DIRECTIONS:
In the records below, reproduce as a numbered list each line from the one containing "Return the polygon of every instance of the carriage" through the one containing "797 537 L 799", both included, and leave out any blank lines.
## Begin DATA FOR THE TASK
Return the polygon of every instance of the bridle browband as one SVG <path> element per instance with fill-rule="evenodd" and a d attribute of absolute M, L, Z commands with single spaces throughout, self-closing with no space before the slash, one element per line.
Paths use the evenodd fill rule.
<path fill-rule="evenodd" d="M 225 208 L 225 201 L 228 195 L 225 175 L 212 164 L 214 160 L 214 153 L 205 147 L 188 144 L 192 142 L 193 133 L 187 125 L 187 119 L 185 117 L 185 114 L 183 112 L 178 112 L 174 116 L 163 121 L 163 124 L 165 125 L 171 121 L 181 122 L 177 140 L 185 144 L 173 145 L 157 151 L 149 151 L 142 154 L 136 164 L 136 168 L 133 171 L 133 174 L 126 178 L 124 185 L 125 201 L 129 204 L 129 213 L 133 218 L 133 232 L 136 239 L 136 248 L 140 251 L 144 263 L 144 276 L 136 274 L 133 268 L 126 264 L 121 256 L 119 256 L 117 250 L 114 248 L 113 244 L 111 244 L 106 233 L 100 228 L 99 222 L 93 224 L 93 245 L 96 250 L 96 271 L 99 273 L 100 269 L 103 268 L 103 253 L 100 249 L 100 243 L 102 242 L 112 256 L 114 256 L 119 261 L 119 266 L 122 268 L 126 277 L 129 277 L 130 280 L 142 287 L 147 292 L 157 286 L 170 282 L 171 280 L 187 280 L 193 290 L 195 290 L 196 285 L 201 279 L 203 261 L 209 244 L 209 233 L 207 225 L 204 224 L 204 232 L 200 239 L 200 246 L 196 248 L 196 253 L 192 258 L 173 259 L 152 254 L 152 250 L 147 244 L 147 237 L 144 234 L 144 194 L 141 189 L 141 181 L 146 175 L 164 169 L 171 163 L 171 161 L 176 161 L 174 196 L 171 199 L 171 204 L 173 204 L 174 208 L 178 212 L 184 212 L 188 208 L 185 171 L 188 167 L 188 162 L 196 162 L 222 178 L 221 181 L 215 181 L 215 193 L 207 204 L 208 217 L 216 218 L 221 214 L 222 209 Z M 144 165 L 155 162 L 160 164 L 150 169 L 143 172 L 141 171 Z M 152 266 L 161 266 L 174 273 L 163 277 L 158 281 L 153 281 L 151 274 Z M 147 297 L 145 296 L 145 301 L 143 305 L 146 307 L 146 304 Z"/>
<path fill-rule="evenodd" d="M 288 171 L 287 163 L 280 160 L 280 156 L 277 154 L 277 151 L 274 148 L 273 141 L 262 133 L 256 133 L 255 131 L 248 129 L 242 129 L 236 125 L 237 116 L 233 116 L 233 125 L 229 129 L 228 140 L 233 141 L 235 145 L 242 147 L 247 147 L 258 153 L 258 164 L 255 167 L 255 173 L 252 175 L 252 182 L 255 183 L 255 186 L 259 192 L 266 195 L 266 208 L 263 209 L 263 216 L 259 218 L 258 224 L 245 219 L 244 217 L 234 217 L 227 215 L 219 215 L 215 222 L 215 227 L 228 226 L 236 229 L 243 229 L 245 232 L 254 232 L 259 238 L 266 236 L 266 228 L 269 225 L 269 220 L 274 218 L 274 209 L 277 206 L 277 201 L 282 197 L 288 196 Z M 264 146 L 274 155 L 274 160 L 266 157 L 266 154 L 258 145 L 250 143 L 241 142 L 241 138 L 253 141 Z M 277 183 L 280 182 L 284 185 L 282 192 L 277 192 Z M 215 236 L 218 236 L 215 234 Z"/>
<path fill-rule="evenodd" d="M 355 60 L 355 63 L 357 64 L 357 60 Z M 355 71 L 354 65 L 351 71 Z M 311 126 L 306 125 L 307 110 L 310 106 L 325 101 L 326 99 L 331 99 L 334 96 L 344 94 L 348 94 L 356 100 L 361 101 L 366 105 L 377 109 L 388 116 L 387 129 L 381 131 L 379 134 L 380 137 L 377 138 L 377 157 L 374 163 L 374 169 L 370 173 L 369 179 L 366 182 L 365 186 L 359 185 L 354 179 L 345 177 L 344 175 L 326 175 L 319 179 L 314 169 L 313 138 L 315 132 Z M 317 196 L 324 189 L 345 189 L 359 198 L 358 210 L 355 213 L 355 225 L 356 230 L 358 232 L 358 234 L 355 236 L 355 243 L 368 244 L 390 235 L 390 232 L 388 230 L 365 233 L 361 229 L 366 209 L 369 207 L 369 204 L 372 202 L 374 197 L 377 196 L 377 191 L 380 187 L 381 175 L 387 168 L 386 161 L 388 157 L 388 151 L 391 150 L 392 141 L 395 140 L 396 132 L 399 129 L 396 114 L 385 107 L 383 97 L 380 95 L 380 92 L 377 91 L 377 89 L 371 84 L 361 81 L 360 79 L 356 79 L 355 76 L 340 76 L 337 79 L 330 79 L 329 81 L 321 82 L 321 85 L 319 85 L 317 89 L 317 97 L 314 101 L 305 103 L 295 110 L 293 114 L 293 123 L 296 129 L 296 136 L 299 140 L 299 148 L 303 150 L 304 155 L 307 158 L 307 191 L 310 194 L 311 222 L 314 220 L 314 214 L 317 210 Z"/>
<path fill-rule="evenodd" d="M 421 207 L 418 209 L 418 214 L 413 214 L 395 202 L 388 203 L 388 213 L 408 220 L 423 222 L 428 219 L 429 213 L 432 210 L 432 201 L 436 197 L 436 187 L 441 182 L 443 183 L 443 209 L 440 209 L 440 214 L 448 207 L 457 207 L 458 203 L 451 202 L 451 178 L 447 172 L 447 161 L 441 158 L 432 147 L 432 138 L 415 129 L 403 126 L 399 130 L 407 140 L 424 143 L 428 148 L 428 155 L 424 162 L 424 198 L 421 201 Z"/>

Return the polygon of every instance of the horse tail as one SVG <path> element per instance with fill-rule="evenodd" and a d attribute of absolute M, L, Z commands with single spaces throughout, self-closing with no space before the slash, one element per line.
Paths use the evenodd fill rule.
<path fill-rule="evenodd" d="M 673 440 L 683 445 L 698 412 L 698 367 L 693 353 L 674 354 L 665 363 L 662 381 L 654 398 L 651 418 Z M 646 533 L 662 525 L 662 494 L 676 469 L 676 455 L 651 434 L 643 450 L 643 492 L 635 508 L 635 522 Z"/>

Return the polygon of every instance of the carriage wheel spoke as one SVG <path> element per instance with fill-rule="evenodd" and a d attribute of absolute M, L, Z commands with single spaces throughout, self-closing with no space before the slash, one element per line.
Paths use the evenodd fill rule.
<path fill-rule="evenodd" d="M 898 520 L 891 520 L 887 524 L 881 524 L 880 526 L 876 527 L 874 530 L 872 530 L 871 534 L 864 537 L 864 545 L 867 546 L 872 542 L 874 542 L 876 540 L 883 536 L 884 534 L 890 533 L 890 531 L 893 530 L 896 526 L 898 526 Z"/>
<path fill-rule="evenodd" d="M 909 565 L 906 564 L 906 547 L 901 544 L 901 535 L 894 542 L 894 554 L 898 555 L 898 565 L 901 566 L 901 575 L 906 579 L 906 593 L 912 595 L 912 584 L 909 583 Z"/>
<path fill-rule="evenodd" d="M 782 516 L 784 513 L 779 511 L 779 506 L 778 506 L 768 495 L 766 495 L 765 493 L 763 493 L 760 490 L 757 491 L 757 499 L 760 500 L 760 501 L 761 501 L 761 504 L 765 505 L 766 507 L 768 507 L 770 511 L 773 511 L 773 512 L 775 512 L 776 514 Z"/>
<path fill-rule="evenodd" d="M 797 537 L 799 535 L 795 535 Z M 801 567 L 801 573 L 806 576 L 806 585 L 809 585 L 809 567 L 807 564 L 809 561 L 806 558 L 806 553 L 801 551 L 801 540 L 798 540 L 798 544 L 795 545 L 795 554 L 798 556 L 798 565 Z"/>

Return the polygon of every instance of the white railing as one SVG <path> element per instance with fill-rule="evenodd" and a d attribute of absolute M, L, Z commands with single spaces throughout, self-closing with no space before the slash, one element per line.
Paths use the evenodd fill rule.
## End DATA FOR THE TASK
COMPLETE RESPONSE:
1. Return the polygon of every instance of the carriage wheel spoke as one SVG <path> element per instance with fill-rule="evenodd" and a d attribute of absolute M, L, Z commands with single spaces throughout, self-closing with no space before the slash, one element per line.
2. Paths use the evenodd fill rule.
3. <path fill-rule="evenodd" d="M 898 520 L 891 520 L 887 524 L 881 524 L 880 526 L 876 527 L 874 530 L 872 530 L 871 534 L 864 537 L 864 545 L 867 546 L 872 542 L 874 542 L 876 540 L 883 536 L 884 534 L 890 533 L 890 531 L 893 530 L 896 526 L 898 526 Z"/>
4. <path fill-rule="evenodd" d="M 909 565 L 906 564 L 906 547 L 901 544 L 901 535 L 894 542 L 894 554 L 898 555 L 898 565 L 901 566 L 901 575 L 906 579 L 906 593 L 912 595 L 912 584 L 909 583 Z"/>
5. <path fill-rule="evenodd" d="M 782 516 L 784 513 L 779 511 L 779 506 L 778 506 L 768 495 L 766 495 L 765 493 L 763 493 L 760 490 L 757 491 L 757 499 L 760 500 L 760 501 L 761 501 L 761 504 L 765 505 L 766 507 L 768 507 L 770 511 L 773 511 L 773 512 L 775 512 L 776 514 Z"/>
6. <path fill-rule="evenodd" d="M 797 537 L 799 535 L 795 535 Z M 801 567 L 801 573 L 806 576 L 806 585 L 809 585 L 809 567 L 807 564 L 809 561 L 806 558 L 806 553 L 801 551 L 801 540 L 798 540 L 798 544 L 795 545 L 795 554 L 798 556 L 798 565 Z"/>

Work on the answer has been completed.